Annotated coordinate records:

----------------

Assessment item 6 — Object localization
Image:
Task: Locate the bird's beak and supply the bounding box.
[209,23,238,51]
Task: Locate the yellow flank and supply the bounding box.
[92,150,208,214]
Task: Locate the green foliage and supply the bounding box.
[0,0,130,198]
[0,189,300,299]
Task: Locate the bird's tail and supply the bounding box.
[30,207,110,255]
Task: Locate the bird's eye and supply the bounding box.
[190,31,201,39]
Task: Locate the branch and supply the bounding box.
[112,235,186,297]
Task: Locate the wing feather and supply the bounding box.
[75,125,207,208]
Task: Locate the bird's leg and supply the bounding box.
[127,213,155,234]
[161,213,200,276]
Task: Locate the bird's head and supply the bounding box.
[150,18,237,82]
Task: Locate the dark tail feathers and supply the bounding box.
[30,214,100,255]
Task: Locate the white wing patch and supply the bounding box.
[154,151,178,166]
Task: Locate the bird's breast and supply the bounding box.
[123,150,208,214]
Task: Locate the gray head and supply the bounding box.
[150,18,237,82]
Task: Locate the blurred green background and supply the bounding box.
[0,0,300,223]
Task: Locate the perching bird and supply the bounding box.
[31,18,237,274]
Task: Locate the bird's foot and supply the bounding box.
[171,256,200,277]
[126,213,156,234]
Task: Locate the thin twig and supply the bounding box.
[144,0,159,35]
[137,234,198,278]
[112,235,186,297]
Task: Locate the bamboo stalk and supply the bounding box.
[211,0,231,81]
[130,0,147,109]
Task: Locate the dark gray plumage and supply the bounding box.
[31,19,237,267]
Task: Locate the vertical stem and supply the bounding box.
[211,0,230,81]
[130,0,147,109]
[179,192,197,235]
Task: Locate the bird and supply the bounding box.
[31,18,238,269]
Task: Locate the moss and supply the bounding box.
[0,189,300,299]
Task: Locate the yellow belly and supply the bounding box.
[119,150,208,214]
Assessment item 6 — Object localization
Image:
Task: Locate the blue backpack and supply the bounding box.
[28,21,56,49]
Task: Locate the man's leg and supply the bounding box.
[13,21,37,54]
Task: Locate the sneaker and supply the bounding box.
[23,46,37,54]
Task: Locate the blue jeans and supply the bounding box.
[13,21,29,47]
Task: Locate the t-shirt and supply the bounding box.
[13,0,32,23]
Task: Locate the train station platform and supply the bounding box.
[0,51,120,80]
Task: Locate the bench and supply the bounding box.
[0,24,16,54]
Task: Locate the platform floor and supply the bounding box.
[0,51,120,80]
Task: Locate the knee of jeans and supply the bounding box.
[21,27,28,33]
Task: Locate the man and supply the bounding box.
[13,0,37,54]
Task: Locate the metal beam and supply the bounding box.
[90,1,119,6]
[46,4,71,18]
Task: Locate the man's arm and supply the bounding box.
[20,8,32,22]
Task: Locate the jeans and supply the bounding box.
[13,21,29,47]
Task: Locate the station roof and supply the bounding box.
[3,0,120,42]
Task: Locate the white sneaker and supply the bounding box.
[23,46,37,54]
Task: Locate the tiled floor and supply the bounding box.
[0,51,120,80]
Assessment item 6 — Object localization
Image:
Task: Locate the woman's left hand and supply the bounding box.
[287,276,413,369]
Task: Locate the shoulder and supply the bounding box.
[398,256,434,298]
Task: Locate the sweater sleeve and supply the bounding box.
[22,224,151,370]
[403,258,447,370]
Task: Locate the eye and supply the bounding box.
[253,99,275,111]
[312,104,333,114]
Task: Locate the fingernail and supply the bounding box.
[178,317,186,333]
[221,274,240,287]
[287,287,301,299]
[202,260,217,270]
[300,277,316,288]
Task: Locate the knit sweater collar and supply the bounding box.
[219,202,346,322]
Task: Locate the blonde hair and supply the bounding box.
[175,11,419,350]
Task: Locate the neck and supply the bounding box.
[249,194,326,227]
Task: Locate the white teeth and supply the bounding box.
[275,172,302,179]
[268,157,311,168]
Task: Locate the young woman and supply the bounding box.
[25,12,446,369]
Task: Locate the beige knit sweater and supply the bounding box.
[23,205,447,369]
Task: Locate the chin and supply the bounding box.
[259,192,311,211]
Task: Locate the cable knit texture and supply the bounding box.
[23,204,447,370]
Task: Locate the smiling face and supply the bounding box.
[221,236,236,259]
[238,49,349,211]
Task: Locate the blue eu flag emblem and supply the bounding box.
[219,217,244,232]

----------------

| WHAT THIS TASK INVOLVES |
Reproduce every entry shown above, precisely as it stands.

| TASK ANSWER |
Assessment item 6 — Object localization
Image:
Task: Locate the bird's beak and supply the bounding box.
[209,23,238,51]
Task: Locate the yellow flank and supply the bounding box.
[92,150,208,214]
Task: Locate the green foliage and supply the bounding box.
[0,0,130,198]
[0,189,300,299]
Task: Locate the bird's tail and supply the bounding box.
[30,207,110,255]
Task: Locate the bird's eye and supply the bounding box.
[190,31,201,39]
Task: Locate the branch and supply the bounding box.
[112,235,186,297]
Task: Locate the wing feather and supply the bounding box.
[75,125,207,208]
Task: Locate the bird's leg and supply the bounding box.
[127,213,155,234]
[161,213,200,276]
Task: Locate the bird's head and supply the bounding box.
[150,18,237,82]
Task: Locate the dark tail feathers and supply the bounding box.
[30,214,100,255]
Task: Locate the white wing patch and supply the bounding box.
[154,151,178,166]
Task: Locate the bird's breast and supply the bounding box.
[123,150,208,214]
Task: Locate the gray head and supply the bounding box.
[150,18,237,82]
Task: Locate the blurred green background and supply the bounding box.
[0,0,300,223]
Task: Locate the perching bird and supply the bounding box.
[31,18,237,274]
Task: Locate the bird's foot and supply the bounding box.
[171,256,200,277]
[126,213,156,234]
Task: Locate the thin twig and supply the bounding box.
[144,0,159,35]
[137,234,198,278]
[112,235,186,297]
Task: Locate the bamboo stalk and supply the bounding box.
[211,0,231,81]
[130,0,147,109]
Task: Locate the dark gray plumage and supply the bounding box.
[31,19,237,267]
Task: Locate the vertical stem and supply the bounding box.
[211,0,230,81]
[130,0,147,109]
[179,192,197,235]
Task: Locate the bird and supply the bounding box.
[31,18,238,269]
Task: Locate the moss and supply the bounding box.
[0,189,300,299]
Task: Locate the yellow belly and supply the bounding box.
[119,150,208,214]
Assessment item 6 — Object localization
Image:
Task: Locate the blue backpack and supply the bounding box.
[28,21,56,49]
Task: Locate the man's leg and supply the bounding box.
[13,21,37,54]
Task: Locate the sneaker and supply the bounding box.
[23,46,37,54]
Task: Locate the blue jeans and supply the bounding box.
[13,21,29,47]
Task: Locate the t-shirt and supply the bounding box.
[13,0,32,23]
Task: Locate the train station platform and supply the bounding box.
[0,51,120,80]
Task: Locate the bench and supply the bounding box.
[0,24,16,54]
Task: Locate the platform floor and supply the bounding box.
[0,51,120,80]
Task: Locate the knee of jeans and supply the bounding box.
[21,27,28,33]
Task: Locate the man and supply the bounding box.
[13,0,37,54]
Task: Locate the metal beam and supply the bounding box.
[90,1,119,6]
[46,4,71,18]
Task: Locate the man's arm and supply the bounding box.
[20,8,32,22]
Task: Locate the jeans and supply the bounding box.
[13,21,29,47]
Task: Locate the station roof and supply the bounding box.
[3,0,120,42]
Task: Locate the white sneaker and supply the bounding box.
[23,46,37,54]
Task: Locate the tiled floor and supply the bounding box.
[0,51,120,80]
Assessment item 6 — Object localization
Image:
Task: Locate the woman's left hand and supply the bounding box.
[287,276,413,369]
Task: Locate the shoulder and supply the bounding box.
[398,256,434,298]
Task: Locate the sweater sleeve and supply the bounding box.
[22,224,151,370]
[403,258,447,370]
Task: Locate the eye and supply the bounding box.
[253,99,275,111]
[312,104,333,114]
Task: Locate the fingernail and supply the bounding box.
[178,317,186,333]
[221,274,240,287]
[287,287,301,299]
[202,260,217,270]
[300,277,316,288]
Task: Locate the knit sweater collar and supply the bounding box.
[219,202,346,322]
Task: Locate the blonde hair and supply the bounding box.
[175,11,419,350]
Task: Locate the neck and supply the bounding box.
[249,194,326,227]
Task: Locate the white teeth and supply the bounding box.
[275,172,302,179]
[268,157,311,168]
Task: Locate the young woman and supply the bounding box.
[25,12,446,369]
Task: Locate the beige knit sweater and supply the bounding box.
[23,205,447,369]
Task: Locate the chin and supply the bounding box.
[259,192,311,211]
Task: Locate the cable knit texture and supply the bounding box.
[23,204,447,370]
Task: Locate the smiling face and supply the bounding box.
[221,236,236,259]
[238,49,349,211]
Task: Locate the blue eu flag emblem and supply the bounding box.
[219,217,244,232]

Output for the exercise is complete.